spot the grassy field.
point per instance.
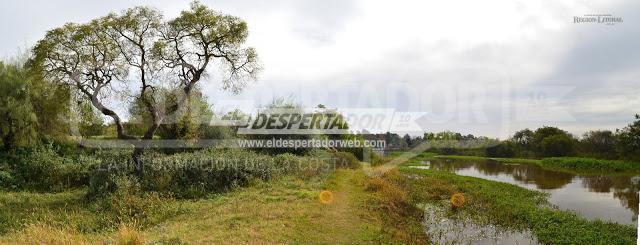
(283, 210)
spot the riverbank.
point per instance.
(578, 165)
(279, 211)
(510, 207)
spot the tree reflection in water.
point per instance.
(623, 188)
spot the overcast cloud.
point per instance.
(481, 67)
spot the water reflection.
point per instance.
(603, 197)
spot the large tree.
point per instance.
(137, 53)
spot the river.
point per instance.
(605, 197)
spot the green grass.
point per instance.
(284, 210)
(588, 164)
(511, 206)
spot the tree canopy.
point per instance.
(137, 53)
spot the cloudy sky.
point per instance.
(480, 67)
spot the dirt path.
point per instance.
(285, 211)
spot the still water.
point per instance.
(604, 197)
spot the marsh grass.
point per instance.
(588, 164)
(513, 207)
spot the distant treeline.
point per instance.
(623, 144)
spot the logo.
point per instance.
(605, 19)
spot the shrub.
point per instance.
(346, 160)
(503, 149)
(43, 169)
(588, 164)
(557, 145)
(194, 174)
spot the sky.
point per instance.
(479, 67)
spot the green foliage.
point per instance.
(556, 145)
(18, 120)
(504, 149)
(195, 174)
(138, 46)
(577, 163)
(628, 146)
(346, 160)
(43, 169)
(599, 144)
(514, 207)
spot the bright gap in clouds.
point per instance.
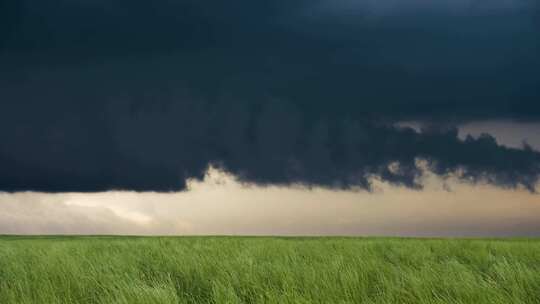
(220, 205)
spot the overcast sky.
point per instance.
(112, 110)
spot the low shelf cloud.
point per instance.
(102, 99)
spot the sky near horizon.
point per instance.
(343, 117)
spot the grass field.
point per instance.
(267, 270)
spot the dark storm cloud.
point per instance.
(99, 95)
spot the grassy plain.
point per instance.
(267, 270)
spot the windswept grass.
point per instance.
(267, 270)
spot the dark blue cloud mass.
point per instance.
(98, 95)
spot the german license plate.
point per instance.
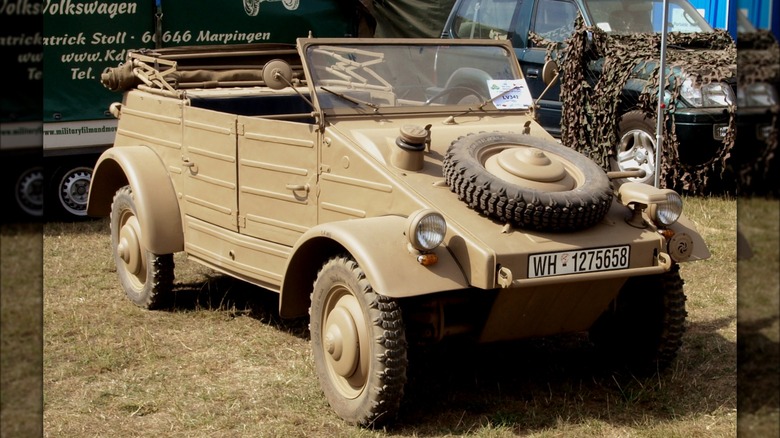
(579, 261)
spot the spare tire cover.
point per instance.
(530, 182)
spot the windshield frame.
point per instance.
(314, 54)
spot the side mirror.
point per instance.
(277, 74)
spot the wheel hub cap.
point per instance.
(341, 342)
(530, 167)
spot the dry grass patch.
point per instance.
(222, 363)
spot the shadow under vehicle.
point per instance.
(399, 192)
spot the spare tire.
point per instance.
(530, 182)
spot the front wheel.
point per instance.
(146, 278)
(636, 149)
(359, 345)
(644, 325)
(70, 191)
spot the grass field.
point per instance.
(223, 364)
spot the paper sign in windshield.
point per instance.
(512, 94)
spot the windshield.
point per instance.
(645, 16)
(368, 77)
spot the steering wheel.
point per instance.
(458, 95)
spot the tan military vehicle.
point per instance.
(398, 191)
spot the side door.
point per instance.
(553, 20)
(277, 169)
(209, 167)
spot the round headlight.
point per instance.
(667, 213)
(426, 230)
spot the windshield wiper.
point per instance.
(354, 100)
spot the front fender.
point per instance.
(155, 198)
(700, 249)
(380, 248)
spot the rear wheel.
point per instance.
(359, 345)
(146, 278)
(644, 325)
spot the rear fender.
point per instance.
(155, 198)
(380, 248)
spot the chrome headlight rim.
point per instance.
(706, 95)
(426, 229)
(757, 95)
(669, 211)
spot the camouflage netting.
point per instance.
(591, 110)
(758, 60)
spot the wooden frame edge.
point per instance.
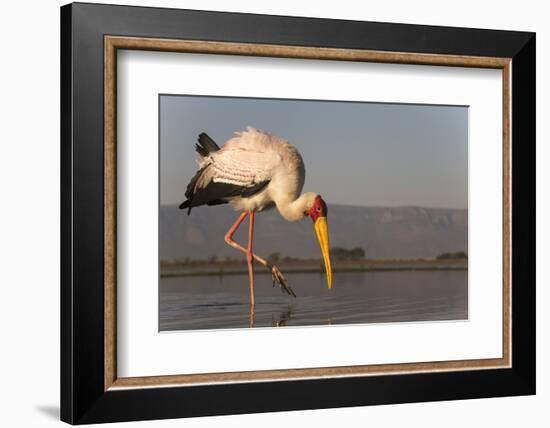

### Task statement
Each record above needs to be transcribed word for word, with its pictures omitted.

### Written response
spot the grassy field.
point per instance.
(283, 210)
spot the riverbank.
point per instance.
(578, 165)
(279, 211)
(510, 207)
spot the tree reflection in water.
point per instance.
(623, 188)
spot the overcast cloud.
point per instance.
(481, 67)
spot the water reflection.
point per instance.
(603, 197)
spot the large tree.
point per instance.
(137, 53)
spot the river.
point per instance.
(605, 197)
spot the green grass.
point per instance.
(284, 210)
(588, 164)
(511, 206)
spot the tree canopy.
point per instance.
(137, 53)
spot the cloudy sky.
point per instance.
(480, 67)
spot the dirt path.
point per instance.
(285, 211)
spot the still water.
point per instance.
(604, 197)
spot the marsh grass.
point per instance.
(588, 164)
(513, 207)
spot the distant treeline.
point per instance.
(623, 144)
spot the logo.
point per instance.
(605, 19)
spot the shrub.
point per instance.
(346, 160)
(503, 149)
(43, 169)
(588, 164)
(557, 145)
(194, 174)
spot the sky.
point per instance.
(479, 67)
spot the green foliage.
point per instance.
(556, 145)
(18, 120)
(504, 149)
(195, 174)
(138, 46)
(577, 163)
(628, 146)
(346, 160)
(43, 169)
(599, 144)
(514, 207)
spot the bright gap in clouds.
point per instance.
(220, 205)
spot the overcast sky.
point per instance.
(112, 110)
spot the low shelf cloud.
point per instance.
(102, 99)
spot the sky near horizon.
point per instance.
(343, 117)
spot the grass field.
point per instance.
(267, 270)
spot the dark storm cloud.
point per instance.
(99, 95)
spot the grassy plain.
point per instance.
(267, 270)
spot the windswept grass.
point per instance.
(267, 270)
spot the dark blue cloud mass.
point per instance.
(98, 95)
spot the german license plate.
point per instance.
(579, 261)
spot the spare tire cover.
point per instance.
(530, 182)
spot the windshield frame.
point per instance.
(314, 54)
spot the side mirror.
point per instance.
(277, 74)
spot the wheel hub cap.
point per instance.
(341, 342)
(530, 167)
spot the dry grass patch.
point per instance.
(222, 363)
spot the shadow under vehicle.
point per instance.
(399, 192)
spot the spare tire.
point per instance.
(530, 182)
spot the front wheel.
point per instance.
(146, 278)
(636, 149)
(359, 345)
(644, 325)
(70, 191)
spot the grass field.
point per instance.
(223, 364)
spot the paper sign in windshield.
point per instance.
(512, 94)
spot the windshield.
point per instance.
(645, 16)
(368, 77)
spot the steering wheel.
point per instance.
(458, 95)
spot the tan military vehicle.
point per instance.
(398, 191)
spot the side door.
point per instance.
(553, 20)
(277, 169)
(209, 167)
spot the round headlight.
point per instance.
(667, 213)
(426, 230)
spot the windshield wiper.
point per instance.
(354, 100)
spot the front fender.
point per instance.
(155, 198)
(700, 249)
(380, 248)
spot the rear wheel.
point per instance.
(359, 345)
(146, 278)
(644, 325)
spot the rear fender.
point per instance.
(155, 198)
(380, 248)
spot the chrome headlight rim.
point per instance.
(706, 95)
(426, 229)
(757, 95)
(669, 211)
spot the camouflage netting.
point per instance.
(591, 110)
(758, 60)
spot the wooden frame edge.
point per instance.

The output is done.